| Extracted entries |
══════
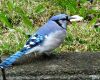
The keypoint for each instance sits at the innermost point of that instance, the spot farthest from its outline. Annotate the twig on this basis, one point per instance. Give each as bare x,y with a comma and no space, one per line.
3,72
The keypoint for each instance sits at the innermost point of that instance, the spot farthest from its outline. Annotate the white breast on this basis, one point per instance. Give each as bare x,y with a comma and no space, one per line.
51,42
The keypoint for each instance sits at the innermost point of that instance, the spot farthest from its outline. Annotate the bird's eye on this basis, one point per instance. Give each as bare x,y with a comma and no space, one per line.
63,19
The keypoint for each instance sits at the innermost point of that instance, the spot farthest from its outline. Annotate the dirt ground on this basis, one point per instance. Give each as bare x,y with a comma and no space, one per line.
65,66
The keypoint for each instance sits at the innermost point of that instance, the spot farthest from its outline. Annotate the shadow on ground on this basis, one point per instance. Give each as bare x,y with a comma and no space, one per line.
66,66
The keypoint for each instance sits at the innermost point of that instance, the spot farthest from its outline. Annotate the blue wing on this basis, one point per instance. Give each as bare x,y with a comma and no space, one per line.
31,43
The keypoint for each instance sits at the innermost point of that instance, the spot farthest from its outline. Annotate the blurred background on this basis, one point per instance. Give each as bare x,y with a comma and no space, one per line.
20,18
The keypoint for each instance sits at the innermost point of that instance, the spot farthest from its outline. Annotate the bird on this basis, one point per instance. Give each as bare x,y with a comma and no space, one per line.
48,37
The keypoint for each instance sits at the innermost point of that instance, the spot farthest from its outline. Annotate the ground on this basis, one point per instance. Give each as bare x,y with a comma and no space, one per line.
65,66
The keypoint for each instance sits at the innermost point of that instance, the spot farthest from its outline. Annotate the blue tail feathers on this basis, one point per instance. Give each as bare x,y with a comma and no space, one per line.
8,62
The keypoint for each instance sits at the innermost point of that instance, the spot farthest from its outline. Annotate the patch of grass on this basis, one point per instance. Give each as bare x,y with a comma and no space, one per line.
22,17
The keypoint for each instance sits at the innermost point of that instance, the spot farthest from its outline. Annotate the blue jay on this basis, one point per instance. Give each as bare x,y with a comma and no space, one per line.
47,38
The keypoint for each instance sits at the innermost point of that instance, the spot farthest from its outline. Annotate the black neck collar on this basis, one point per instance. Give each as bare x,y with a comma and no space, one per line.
57,21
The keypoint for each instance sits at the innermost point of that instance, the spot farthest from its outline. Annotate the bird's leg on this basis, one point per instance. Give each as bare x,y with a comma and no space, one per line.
48,54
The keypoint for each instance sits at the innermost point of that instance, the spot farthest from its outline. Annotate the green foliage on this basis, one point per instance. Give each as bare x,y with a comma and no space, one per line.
17,18
4,19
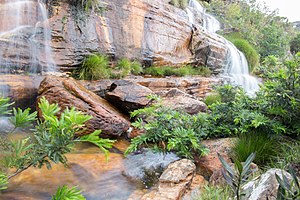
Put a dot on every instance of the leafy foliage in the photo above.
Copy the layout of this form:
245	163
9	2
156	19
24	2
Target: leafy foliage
263	145
169	130
52	138
236	177
65	193
4	105
3	181
295	44
287	189
214	193
279	98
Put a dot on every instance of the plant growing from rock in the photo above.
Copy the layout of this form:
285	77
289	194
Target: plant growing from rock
52	138
236	177
289	190
65	193
169	130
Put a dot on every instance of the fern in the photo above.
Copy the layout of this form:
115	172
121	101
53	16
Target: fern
4	105
22	118
94	138
65	193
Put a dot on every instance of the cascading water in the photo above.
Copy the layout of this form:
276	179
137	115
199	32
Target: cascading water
236	70
24	37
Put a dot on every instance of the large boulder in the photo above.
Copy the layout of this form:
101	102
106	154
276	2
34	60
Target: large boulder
69	93
174	181
178	100
196	86
128	96
144	30
266	186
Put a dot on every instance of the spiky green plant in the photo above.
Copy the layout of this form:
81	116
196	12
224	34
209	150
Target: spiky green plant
65	193
288	190
237	176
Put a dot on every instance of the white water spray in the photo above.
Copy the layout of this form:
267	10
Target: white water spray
236	70
25	37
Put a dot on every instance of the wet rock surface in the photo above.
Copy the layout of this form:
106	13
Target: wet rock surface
146	166
174	181
196	86
266	186
69	93
178	100
128	96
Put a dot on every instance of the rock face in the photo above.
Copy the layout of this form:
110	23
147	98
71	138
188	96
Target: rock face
174	181
198	87
69	93
144	30
265	187
128	96
23	90
178	100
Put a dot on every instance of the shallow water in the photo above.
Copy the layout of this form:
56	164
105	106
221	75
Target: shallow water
88	169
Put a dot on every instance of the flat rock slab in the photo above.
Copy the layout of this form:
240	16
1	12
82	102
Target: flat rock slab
67	92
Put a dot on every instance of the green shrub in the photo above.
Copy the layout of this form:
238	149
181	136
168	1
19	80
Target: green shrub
154	71
238	175
263	145
212	98
136	68
288	154
295	44
168	130
51	139
94	67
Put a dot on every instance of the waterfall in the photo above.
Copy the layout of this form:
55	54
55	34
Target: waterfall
236	70
25	37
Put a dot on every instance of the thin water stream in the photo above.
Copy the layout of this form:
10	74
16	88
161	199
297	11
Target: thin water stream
236	69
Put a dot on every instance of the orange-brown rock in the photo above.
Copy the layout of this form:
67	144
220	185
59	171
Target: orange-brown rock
151	31
174	181
196	86
69	93
178	100
207	165
128	96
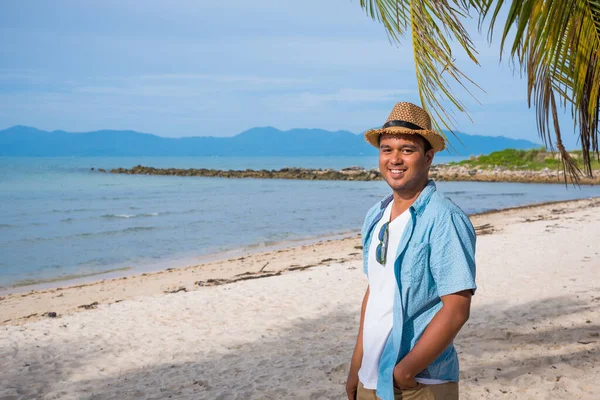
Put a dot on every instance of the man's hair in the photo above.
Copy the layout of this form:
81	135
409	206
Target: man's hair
426	144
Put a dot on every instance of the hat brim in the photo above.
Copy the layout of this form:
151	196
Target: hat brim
435	139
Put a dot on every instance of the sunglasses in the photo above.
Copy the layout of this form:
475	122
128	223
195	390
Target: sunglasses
381	251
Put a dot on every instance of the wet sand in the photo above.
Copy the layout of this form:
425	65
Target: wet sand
282	324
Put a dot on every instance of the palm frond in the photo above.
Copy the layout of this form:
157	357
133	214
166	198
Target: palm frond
433	25
557	44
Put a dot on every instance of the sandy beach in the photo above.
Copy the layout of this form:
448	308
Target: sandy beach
282	324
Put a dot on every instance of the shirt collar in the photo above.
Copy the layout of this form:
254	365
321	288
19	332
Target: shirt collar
419	205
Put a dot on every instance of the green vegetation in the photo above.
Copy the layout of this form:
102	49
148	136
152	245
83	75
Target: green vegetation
535	160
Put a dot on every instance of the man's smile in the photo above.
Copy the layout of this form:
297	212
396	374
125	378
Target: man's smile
397	172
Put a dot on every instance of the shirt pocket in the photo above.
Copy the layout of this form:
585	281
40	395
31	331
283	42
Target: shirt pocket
416	263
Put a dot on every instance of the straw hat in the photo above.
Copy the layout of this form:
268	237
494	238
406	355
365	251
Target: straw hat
407	118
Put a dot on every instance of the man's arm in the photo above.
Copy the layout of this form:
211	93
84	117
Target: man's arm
437	337
352	381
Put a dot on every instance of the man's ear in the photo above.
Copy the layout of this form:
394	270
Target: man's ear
429	156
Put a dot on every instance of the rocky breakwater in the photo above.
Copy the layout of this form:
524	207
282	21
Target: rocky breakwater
440	172
448	172
346	174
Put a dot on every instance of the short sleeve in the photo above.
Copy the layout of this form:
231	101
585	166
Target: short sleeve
453	255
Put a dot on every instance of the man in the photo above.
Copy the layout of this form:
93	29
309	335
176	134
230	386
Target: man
419	257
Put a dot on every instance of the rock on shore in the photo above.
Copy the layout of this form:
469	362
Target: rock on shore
439	172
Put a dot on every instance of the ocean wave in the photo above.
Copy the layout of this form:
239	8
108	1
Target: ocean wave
129	216
114	232
86	235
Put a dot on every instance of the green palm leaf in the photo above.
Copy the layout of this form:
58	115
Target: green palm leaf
556	43
432	25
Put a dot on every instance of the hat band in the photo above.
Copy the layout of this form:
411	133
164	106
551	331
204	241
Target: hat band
402	124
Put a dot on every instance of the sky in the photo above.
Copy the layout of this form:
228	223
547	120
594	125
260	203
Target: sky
200	68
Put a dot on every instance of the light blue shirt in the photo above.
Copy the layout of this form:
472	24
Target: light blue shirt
435	257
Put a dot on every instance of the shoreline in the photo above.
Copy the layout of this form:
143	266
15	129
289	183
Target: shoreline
180	262
438	172
19	307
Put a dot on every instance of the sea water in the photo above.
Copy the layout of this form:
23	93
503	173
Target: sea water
61	220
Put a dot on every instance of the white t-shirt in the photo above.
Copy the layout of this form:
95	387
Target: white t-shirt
379	317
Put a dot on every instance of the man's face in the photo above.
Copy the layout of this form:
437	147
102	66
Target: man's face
403	162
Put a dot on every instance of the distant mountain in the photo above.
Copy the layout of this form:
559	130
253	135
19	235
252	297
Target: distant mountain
267	141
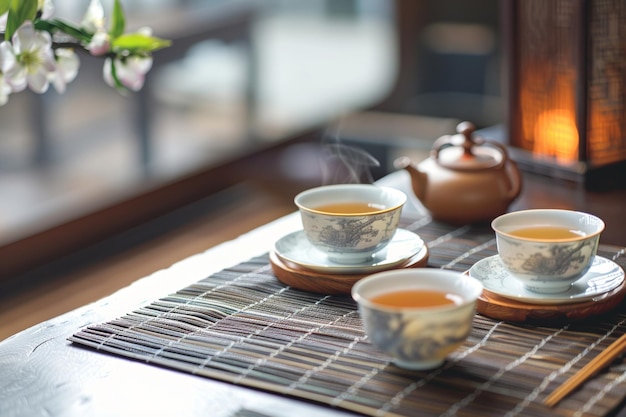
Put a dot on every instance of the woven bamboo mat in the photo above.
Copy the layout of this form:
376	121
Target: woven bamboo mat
243	326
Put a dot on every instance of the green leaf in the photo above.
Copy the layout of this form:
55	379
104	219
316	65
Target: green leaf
4	6
138	43
118	23
57	25
19	12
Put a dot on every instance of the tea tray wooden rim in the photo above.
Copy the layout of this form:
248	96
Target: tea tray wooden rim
301	278
497	307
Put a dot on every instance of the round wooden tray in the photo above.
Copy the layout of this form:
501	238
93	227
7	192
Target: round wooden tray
301	278
498	307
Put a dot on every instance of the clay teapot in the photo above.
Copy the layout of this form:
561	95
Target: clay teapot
466	179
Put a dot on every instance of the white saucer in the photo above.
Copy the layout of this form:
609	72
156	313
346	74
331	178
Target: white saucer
296	248
603	276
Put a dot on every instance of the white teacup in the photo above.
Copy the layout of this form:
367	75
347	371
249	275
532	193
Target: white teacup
547	249
350	222
427	314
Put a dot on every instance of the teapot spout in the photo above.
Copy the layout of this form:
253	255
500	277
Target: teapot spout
418	178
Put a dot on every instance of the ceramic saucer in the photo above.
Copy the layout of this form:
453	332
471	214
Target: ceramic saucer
604	275
295	248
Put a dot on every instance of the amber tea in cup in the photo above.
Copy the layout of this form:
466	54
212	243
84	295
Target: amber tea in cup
416	298
547	232
350	223
547	249
418	316
355	207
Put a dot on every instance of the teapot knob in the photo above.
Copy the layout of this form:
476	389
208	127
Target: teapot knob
467	129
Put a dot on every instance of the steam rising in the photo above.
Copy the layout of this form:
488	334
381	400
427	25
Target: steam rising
345	164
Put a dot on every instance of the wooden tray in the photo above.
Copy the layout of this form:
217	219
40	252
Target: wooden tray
501	308
301	278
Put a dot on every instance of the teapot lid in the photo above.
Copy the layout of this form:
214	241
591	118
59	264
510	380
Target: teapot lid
463	152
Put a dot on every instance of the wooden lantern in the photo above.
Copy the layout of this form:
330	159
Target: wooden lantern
567	88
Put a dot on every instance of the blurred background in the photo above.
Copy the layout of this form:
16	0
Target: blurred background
242	76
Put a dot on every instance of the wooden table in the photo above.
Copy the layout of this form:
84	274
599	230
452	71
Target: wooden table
42	373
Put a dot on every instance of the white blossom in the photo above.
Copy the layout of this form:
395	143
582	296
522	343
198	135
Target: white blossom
100	43
34	60
7	60
94	21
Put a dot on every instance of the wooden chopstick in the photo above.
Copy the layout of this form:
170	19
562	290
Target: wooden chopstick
599	362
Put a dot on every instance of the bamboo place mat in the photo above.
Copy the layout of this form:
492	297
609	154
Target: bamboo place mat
243	326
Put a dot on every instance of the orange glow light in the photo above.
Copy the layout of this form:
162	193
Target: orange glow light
556	135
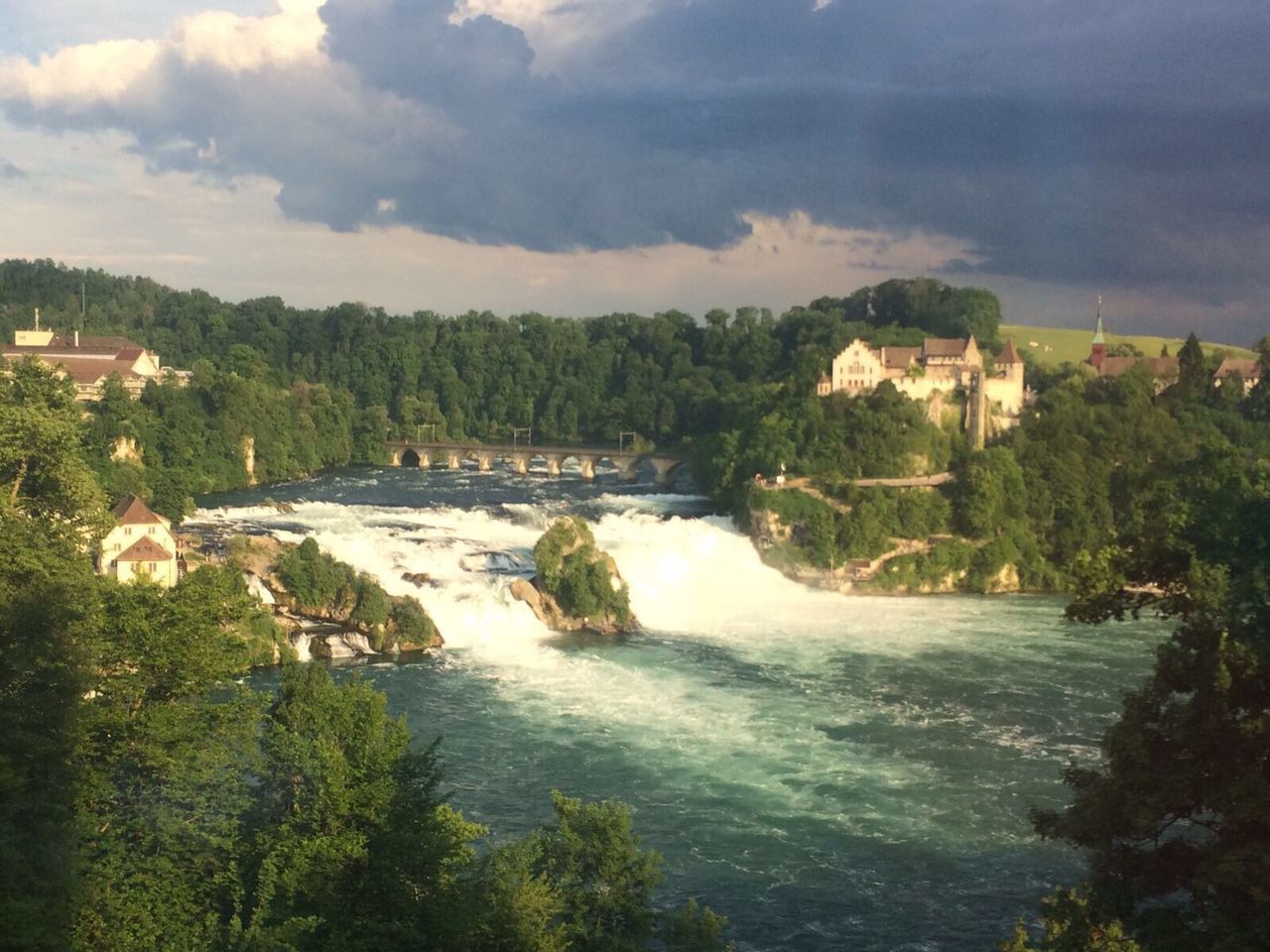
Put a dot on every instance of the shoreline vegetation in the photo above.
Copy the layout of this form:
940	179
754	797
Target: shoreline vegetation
153	802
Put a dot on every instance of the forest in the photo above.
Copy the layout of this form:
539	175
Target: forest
1133	498
151	801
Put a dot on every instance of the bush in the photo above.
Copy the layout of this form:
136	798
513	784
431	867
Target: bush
576	574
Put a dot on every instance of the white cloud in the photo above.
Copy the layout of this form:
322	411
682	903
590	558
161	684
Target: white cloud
554	28
79	75
238	44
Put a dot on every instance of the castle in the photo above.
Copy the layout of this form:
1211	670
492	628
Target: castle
940	367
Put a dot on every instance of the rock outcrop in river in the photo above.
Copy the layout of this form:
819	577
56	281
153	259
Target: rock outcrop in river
576	585
329	610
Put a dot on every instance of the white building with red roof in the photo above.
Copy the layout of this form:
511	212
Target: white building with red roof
141	544
937	368
89	361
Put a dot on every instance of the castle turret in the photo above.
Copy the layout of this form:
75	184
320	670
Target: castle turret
1010	362
1098	345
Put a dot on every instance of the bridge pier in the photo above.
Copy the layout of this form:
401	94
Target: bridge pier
626	467
663	468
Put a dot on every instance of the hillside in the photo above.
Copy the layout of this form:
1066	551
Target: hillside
1056	345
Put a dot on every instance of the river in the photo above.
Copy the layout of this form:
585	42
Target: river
828	772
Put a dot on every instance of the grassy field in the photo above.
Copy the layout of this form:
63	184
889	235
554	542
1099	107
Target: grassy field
1055	345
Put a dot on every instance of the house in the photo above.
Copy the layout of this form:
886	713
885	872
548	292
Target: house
939	367
140	544
1247	370
89	361
1162	368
══════
| Exercise instructions |
Copy out, word for word, only the lines from the one with "Target: hillside" through the last line of the material above.

| Task output |
Target: hillside
1056	345
Put a dot on every instance of the river in the photo above.
Copy the layout of this form:
585	42
Target: river
828	772
Put a dot on every instance of the grassy field in the photo above.
Copy the layout of this form:
63	184
889	235
554	542
1099	107
Target: grassy field
1055	345
Put a dot on every instance of the house in the photo above.
Copy the layout of this form:
886	713
885	872
548	292
Target: house
939	367
140	544
1247	370
89	361
1162	368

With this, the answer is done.